§ Data to use
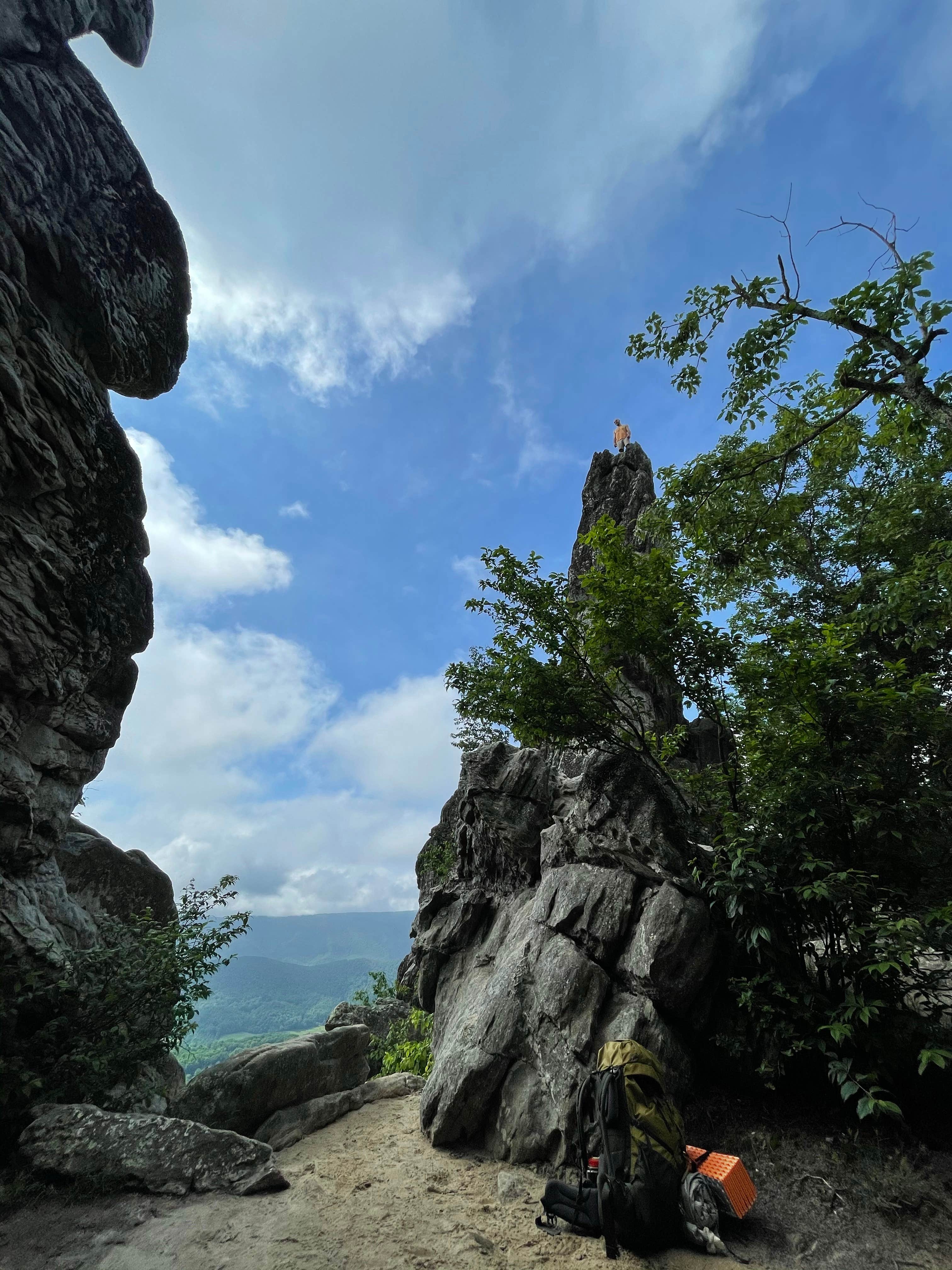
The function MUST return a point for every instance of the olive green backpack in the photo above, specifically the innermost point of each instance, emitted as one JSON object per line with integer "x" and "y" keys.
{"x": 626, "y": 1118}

--

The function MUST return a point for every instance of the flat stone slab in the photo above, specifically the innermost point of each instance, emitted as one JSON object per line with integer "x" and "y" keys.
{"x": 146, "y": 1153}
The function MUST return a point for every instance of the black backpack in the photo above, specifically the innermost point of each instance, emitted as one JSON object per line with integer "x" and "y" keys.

§ Required task
Identify each line in the items above that contains the string "MUST" and copy it out. Case counts.

§ The output
The function MUST return a point for every instance of the olive green backpack in the photo above, specifically the innermost point of each instance, emitted as one JSON object per line with integer "x" and "y" keys.
The function MUST return a point for every instance of the flat stone slab in the photo above, specifically the innermost point of each instance, emitted as one JSON object per line with integer "x" and "y" keys.
The function MUST return a point for every instance of the black backpack in the photo above, specifically the innermost point of each instance, emitted as one JSON object per line with integer "x" and "y" keys.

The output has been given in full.